Copy out each line below exactly as it appears.
MATERIAL TO PROCESS Start Marker
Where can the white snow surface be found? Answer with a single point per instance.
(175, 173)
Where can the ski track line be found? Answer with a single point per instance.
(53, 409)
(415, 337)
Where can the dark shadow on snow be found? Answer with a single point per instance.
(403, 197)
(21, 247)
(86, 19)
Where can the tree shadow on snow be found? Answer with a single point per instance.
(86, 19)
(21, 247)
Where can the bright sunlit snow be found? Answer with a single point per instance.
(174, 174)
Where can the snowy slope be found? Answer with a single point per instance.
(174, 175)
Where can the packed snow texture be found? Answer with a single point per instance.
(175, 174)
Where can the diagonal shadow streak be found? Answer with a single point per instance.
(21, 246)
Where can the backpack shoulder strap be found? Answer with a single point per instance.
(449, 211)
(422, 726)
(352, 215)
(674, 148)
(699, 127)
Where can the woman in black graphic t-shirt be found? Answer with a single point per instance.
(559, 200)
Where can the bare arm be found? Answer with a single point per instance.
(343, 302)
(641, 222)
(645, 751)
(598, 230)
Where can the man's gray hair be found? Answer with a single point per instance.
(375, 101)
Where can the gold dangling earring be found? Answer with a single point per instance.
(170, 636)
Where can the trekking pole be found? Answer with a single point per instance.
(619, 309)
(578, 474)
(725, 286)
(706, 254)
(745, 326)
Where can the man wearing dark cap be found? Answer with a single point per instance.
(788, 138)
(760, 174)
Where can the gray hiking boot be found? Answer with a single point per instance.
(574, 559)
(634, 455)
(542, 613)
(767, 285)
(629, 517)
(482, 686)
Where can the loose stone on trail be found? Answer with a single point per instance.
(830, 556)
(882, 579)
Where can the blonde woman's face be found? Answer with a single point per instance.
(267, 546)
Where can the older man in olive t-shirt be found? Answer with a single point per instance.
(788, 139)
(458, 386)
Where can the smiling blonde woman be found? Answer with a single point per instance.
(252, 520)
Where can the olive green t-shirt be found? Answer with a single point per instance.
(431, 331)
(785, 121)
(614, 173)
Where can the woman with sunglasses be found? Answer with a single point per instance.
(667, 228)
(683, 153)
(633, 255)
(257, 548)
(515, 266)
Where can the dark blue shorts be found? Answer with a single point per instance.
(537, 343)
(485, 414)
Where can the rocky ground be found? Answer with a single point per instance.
MATERIAL TO PROCESS End Marker
## TASK SOLUTION
Where can the white snow surface be found? Answer with a single point per instance.
(175, 173)
Where can the ski track line be found? Answer with a single point per instance.
(53, 409)
(415, 337)
Where can the dark shadow on snow be found? Answer with a single point per instance.
(403, 197)
(21, 247)
(86, 19)
Where can the tree shadow on snow be found? Answer with a single point per instance.
(86, 19)
(21, 247)
Where can the bright sunlit snow be found? Answer with a single point per instance.
(174, 174)
Where can the snowy slope be found? Answer with a single point per instance.
(174, 175)
Where can the packed snow texture be found? Answer with a single point per instance.
(175, 174)
Where can the diagonal shadow streak be found? Answer with a single point per instance.
(21, 246)
Where can the backpack shoulder strap be found? Answer with a single point per instance.
(449, 211)
(422, 726)
(352, 215)
(674, 148)
(699, 127)
Where can the woman in black graphic t-shirt be found? Answer with a single point per instance.
(559, 200)
Where can the bare arm be found? Answer with a single point per instance.
(343, 302)
(641, 222)
(645, 751)
(598, 230)
Where can the man's gray hair be found? Answer with a single point per instance.
(375, 101)
Where can the gold dangling earring be found? Answer with a single point per instance.
(170, 636)
Where can the trekking pole be found? Answer with a single point per instance.
(619, 309)
(578, 474)
(725, 286)
(706, 254)
(745, 326)
Where can the man wearing dark cap be found? Answer with a single point per instance.
(788, 138)
(760, 174)
Where can the gray hiking boot be found? Answer with a single point per instance.
(574, 559)
(634, 455)
(542, 613)
(767, 285)
(629, 517)
(482, 686)
Where can the loose stone on trail be found? Answer with a single point per instance.
(830, 556)
(882, 579)
Where can the blonde woman's face be found? Answer with a single point per instance.
(267, 546)
Where can the older man in olive t-shirt be found? Answer with a single point per instance.
(788, 139)
(458, 386)
Where can the smiling blonde woman be found? Answer with a single point per instance.
(252, 520)
Where can the olive green t-shirt be found? Answer with a single point per instance.
(431, 331)
(785, 121)
(614, 173)
Where can the woman with sunglasses be found? Answer with a single point per instance.
(667, 228)
(683, 153)
(633, 255)
(257, 548)
(515, 266)
Where can the dark blue shorts be found? Answer with a single point per instance.
(537, 343)
(485, 414)
Where can the rocky ground be found? Answer with a single point per instance.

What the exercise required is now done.